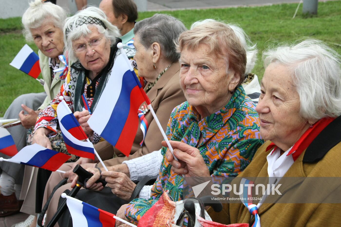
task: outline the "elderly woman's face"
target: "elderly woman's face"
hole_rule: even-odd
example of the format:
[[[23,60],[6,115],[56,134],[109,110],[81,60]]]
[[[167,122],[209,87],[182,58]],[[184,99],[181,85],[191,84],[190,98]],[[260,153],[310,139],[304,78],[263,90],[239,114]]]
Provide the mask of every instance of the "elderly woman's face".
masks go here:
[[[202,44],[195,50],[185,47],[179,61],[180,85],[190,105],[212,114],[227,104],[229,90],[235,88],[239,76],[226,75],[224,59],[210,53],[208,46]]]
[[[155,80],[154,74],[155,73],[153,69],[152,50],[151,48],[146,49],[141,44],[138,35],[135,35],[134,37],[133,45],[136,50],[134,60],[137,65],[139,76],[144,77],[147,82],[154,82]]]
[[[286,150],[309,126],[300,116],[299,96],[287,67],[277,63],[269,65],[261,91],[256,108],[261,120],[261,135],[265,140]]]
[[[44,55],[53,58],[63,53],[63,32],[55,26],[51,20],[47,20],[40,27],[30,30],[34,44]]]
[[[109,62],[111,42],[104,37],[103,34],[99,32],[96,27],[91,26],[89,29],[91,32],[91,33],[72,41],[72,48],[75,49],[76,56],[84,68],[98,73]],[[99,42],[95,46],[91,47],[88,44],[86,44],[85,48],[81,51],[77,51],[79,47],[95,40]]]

☆ ☆ ☆ ☆ ☆ ☆ ☆

> **Exercise description**: Lay out every line of the records above as a Markdown table with two columns, Row and Record line, numbering the rows and skipping any blank lines. Leave the pictures out of the table.

> **Answer to this task**:
| Row | Record line |
|---|---|
| 1 | task: outline the "elderly woman's face" |
| 2 | target: "elderly woman's face" |
| 3 | hole_rule: even-odd |
| 4 | example of the format: |
| 5 | [[[23,60],[6,115],[56,134],[109,110],[81,60]]] |
| 6 | [[[167,122],[209,87],[182,58]],[[184,99],[181,85],[191,84],[190,98]],[[260,153],[310,139],[304,78],[263,90],[239,114]]] |
| 7 | Provide the mask of every instance of the "elderly woman's face". |
| 8 | masks go here: |
| 9 | [[[202,44],[195,50],[185,47],[179,61],[180,85],[190,105],[212,114],[227,104],[229,90],[235,88],[239,76],[226,75],[224,59],[210,53],[208,46]]] |
| 10 | [[[155,80],[154,74],[155,73],[153,69],[152,50],[151,48],[146,49],[141,44],[138,35],[135,35],[134,37],[133,45],[136,50],[134,60],[137,65],[139,76],[144,77],[147,82],[154,82]]] |
| 11 | [[[286,150],[309,126],[300,116],[299,96],[287,67],[277,63],[269,65],[261,91],[256,108],[261,120],[261,135],[265,140]]] |
| 12 | [[[44,55],[53,58],[63,53],[63,32],[55,26],[51,20],[47,20],[40,27],[30,30],[34,44]]] |
| 13 | [[[109,62],[111,42],[104,37],[103,34],[99,32],[96,27],[91,26],[89,29],[91,32],[91,33],[72,41],[72,48],[75,49],[76,56],[84,68],[98,73]],[[99,42],[95,46],[91,47],[88,44],[86,44],[85,48],[81,51],[77,51],[79,47],[95,40]]] |